5.Indemnification and Hold Harmless Agreement.  You shall pay all local, state and federal income taxes, penalties, interest, fines or other assessments incurred in connection with the payment to you of monies or other consideration under this Release Agreement. If the Company is required to pay, or it is contended that the Company is required to pay, any such taxes, penalties, 

Exhibit 10.2

interests, fines or assessments, you agree to hold harmless and indemnify the Company in full with respect to the same.
6.Relationship of the Parties.  You acknowledge and agree that the Company does not have any obligation, contractual or otherwise, to hire or employ you in any position or capacity whatsoever in the future.
7.Non-Admission of Liability.  The Company’s agreements herein shall not be construed as evidence or an admission of liability or of otherwise unlawful actions or practices on the part of the Company and the Company expressly denies all liability and alleged wrongful actions.
8.Section 409A.  Notwithstanding any provision to the contrary in this Release Agreement, it is intended that the Severance Benefits, to the greatest extent possible, comply with or satisfy an exemption from the application of Section 409A of the Internal Revenue Code of 1986, as amended (“Section 409A”), and shall be interpreted to the greatest extent possible to be consistent therewith (and with any other applicable exemption from Section 409A). Your right to receive any installment payments under this Release Agreement, including without limitation any continuation salary payments that are payable in accordance with Company’s payroll practices, shall be treated as a right to receive a series of separate payments and, accordingly, each such installment payment shall at all times be considered a separate and distinct payment as permitted under Section 409A.

*DATA LINES*

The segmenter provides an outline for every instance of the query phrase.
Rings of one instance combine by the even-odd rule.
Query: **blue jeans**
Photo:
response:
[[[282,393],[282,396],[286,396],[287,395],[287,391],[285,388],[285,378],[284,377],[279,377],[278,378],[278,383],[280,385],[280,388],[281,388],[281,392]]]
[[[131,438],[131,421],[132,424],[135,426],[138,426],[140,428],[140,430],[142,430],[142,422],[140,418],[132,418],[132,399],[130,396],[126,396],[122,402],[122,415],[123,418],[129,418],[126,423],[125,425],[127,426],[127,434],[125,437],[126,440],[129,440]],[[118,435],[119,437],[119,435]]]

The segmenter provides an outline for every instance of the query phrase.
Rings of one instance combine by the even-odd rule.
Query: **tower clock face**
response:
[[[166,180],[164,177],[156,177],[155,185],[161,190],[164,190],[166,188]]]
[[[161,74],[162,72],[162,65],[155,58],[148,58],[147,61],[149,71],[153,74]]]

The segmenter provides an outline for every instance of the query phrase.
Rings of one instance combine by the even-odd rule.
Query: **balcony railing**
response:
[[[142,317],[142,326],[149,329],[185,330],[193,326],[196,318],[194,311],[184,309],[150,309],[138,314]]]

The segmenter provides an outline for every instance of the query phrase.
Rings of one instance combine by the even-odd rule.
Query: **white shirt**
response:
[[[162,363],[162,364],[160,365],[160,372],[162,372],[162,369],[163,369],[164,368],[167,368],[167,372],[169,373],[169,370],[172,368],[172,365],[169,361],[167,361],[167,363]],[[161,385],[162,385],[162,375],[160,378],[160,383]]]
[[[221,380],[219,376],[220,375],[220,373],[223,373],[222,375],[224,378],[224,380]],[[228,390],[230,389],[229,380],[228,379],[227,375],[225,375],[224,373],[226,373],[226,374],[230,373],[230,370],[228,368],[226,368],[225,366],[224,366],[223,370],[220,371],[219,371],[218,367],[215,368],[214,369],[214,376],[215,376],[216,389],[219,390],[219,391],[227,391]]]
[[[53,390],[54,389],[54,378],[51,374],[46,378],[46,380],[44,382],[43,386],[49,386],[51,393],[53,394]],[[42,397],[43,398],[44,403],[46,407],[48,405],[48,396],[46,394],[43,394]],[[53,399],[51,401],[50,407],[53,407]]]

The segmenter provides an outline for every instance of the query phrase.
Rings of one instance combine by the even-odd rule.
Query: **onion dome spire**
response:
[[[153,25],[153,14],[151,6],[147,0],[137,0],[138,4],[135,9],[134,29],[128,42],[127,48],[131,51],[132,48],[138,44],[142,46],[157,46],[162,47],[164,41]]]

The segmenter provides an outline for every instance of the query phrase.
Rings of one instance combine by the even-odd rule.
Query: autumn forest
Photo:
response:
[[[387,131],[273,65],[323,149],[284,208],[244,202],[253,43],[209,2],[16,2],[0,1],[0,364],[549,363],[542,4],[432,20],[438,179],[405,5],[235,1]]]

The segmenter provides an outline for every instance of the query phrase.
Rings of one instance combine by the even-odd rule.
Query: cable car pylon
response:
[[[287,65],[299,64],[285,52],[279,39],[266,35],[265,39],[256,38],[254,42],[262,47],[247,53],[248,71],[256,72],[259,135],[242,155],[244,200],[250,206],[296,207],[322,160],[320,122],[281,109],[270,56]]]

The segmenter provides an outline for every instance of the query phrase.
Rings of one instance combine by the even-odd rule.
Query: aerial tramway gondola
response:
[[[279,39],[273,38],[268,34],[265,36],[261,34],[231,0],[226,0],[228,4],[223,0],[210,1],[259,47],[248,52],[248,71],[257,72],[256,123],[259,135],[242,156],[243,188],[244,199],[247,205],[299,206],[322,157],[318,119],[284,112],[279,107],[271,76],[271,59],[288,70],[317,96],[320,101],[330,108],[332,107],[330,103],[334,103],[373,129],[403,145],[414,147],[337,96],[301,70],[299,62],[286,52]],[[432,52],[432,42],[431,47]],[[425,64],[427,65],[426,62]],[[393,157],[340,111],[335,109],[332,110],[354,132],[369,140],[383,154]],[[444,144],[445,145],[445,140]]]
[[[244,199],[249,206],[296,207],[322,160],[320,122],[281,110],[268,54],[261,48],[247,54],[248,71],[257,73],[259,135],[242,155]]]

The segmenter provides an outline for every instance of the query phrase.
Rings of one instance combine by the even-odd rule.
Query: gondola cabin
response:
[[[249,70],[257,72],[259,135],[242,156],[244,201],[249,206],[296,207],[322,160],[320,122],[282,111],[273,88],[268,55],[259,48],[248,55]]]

--

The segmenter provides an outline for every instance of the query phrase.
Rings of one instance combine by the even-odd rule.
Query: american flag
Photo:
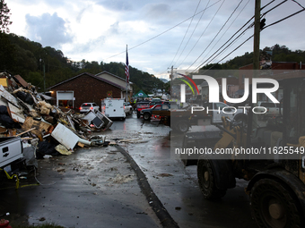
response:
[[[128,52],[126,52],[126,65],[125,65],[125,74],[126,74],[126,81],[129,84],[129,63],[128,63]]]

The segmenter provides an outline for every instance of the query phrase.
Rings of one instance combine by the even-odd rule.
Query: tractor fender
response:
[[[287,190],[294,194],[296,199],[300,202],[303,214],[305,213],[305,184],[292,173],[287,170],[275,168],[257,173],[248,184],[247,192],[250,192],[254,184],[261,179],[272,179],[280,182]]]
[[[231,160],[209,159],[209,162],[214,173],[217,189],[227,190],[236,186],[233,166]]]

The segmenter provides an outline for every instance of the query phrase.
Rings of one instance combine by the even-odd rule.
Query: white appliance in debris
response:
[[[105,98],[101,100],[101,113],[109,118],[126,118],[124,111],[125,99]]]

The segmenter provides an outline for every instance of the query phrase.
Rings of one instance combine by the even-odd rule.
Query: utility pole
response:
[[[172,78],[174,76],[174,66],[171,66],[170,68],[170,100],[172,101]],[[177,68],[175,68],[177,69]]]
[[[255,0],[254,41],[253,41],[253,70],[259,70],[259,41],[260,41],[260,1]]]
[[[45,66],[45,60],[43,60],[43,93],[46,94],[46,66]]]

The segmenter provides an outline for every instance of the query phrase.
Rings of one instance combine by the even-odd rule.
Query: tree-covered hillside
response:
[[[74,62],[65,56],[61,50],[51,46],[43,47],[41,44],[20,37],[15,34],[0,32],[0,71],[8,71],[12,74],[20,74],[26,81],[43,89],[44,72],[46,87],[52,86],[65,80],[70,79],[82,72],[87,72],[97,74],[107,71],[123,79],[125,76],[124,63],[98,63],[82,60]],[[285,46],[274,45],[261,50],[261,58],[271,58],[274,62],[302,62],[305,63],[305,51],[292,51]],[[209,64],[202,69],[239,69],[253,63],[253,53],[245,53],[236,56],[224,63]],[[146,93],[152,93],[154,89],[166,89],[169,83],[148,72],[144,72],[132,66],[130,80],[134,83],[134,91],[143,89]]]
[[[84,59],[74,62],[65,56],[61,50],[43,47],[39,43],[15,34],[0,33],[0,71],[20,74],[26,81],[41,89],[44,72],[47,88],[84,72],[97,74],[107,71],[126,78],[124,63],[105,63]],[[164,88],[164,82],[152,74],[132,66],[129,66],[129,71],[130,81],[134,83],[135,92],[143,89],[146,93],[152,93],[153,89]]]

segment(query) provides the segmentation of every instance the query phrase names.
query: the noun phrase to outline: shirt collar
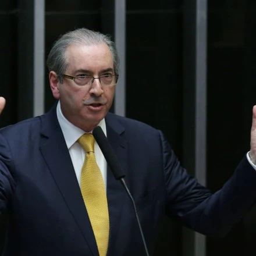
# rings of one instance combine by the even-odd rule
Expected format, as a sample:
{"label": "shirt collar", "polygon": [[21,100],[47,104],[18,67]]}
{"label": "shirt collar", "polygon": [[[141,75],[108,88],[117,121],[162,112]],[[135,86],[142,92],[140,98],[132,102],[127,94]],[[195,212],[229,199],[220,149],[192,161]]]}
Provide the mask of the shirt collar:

*TASK*
Summarize the release agreement excerpt above in three sentences.

*THE COMPLETED TASK*
The person receiving money or other consideration under the release agreement must pay all income taxes, penalties, interest, fines or other assessments tied to those payments, and must indemnify the Company and hold it harmless if the Company is required, or is claimed to be required, to pay any of them. The Company has no obligation to hire or employ that person in the future, and its agreements are not to be taken as an admission of liability, which it expressly denies. The Severance Benefits are intended to comply with or be exempt from Section 409A of the Internal Revenue Code, and each installment payment is to be treated as a separate and distinct payment.